[Entries from a point-labeling set]
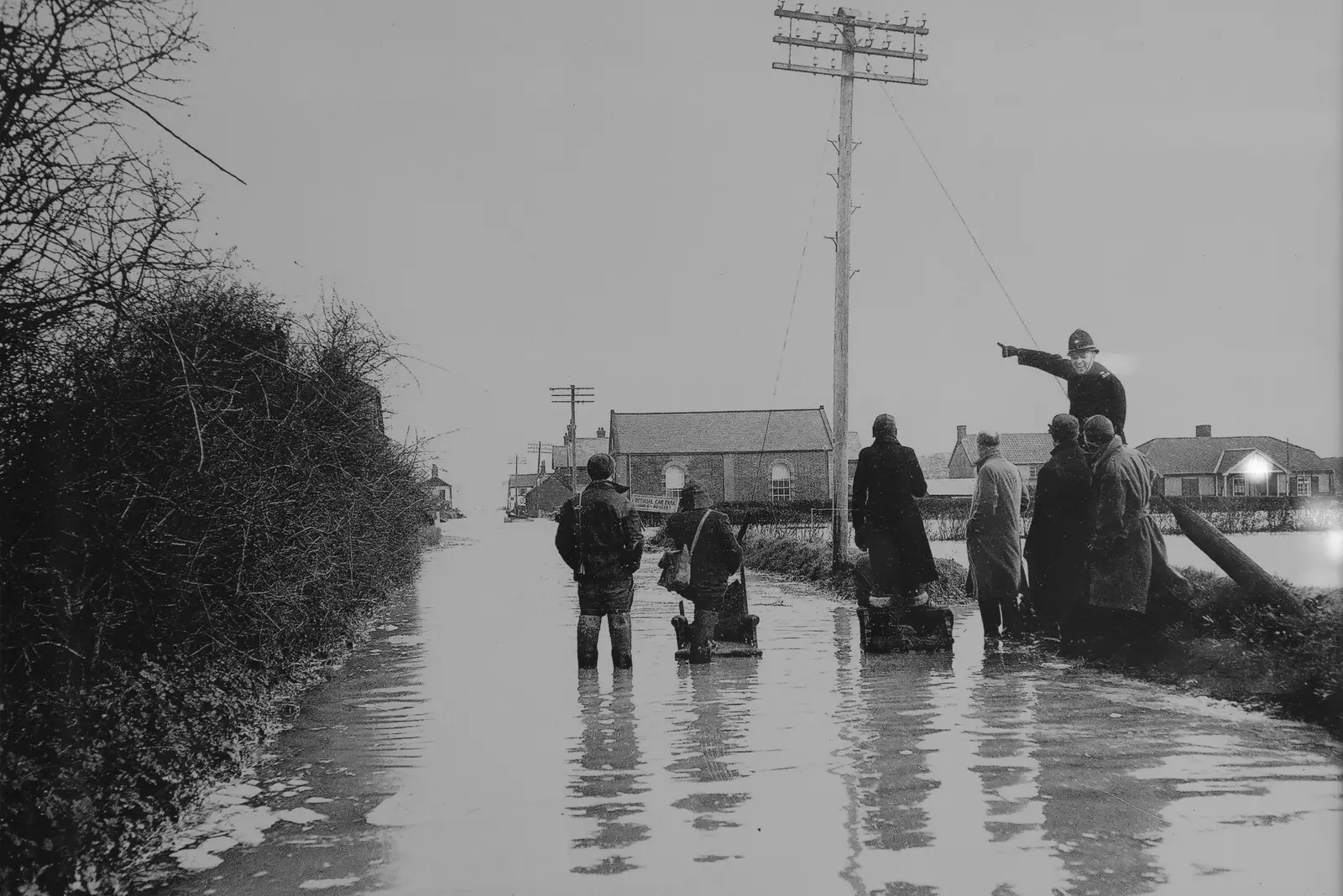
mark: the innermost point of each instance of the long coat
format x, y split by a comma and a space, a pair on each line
993, 537
599, 534
1127, 548
1095, 392
886, 484
1061, 530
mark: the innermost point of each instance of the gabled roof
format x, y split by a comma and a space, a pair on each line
1018, 447
1205, 454
722, 431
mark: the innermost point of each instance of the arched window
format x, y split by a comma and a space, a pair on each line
673, 481
781, 483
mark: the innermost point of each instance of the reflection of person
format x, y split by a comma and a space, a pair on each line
1092, 389
601, 538
1060, 531
886, 517
993, 537
715, 557
1127, 555
610, 755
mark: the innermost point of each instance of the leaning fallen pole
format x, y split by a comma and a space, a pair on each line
1252, 577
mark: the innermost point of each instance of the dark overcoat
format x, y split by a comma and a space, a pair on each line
1127, 546
886, 486
1095, 392
1061, 529
599, 534
993, 530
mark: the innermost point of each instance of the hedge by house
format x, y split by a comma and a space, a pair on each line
203, 497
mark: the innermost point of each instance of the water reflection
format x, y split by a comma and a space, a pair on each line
609, 759
711, 732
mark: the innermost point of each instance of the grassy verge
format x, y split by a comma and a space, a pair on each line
809, 561
1224, 645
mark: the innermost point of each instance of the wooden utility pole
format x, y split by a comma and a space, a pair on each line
846, 42
577, 396
539, 447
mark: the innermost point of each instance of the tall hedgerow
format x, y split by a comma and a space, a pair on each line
203, 497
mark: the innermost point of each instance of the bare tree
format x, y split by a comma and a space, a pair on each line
89, 221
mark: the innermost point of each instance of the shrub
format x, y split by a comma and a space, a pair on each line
203, 497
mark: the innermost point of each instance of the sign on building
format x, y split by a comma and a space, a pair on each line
656, 503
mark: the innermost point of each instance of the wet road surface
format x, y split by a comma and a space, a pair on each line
460, 752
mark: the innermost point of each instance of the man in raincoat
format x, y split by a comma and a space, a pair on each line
1092, 389
886, 515
993, 538
1060, 533
715, 557
1127, 557
601, 537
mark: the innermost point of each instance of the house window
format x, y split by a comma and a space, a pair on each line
673, 481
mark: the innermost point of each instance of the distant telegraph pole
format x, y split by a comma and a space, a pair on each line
575, 396
539, 447
845, 42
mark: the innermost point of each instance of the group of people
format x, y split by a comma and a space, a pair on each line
1092, 557
601, 538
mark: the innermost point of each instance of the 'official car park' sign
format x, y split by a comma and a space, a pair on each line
656, 503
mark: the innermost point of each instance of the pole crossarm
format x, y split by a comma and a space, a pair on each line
904, 27
860, 76
839, 47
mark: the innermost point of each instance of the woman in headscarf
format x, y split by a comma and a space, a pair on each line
715, 555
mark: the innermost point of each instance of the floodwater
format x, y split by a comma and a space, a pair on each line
462, 753
1311, 560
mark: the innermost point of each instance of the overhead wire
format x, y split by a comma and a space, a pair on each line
797, 287
964, 221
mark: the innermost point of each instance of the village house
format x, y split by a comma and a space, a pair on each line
1237, 466
736, 455
548, 497
517, 487
1029, 451
441, 495
583, 448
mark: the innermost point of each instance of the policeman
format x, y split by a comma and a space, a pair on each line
1092, 389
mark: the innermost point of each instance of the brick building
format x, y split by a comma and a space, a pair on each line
1237, 466
736, 455
1027, 451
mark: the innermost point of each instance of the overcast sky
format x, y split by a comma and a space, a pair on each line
619, 196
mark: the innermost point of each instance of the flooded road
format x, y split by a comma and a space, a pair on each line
461, 752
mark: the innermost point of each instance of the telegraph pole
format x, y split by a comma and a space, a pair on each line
512, 491
575, 396
846, 42
539, 447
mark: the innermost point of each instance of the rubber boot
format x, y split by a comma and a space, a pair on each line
590, 627
705, 622
622, 642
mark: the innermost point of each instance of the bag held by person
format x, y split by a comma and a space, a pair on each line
676, 565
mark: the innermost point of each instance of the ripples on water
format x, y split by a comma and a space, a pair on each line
818, 768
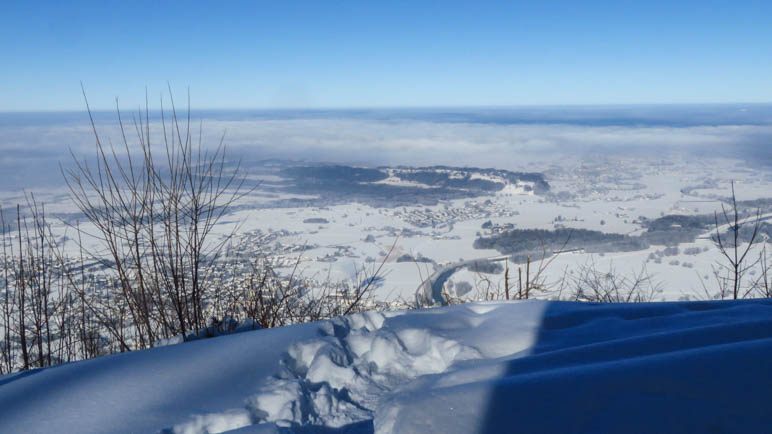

> What is expected
How many lines of the listing above contain the string "sign"? Reply with the number alone.

> Response
2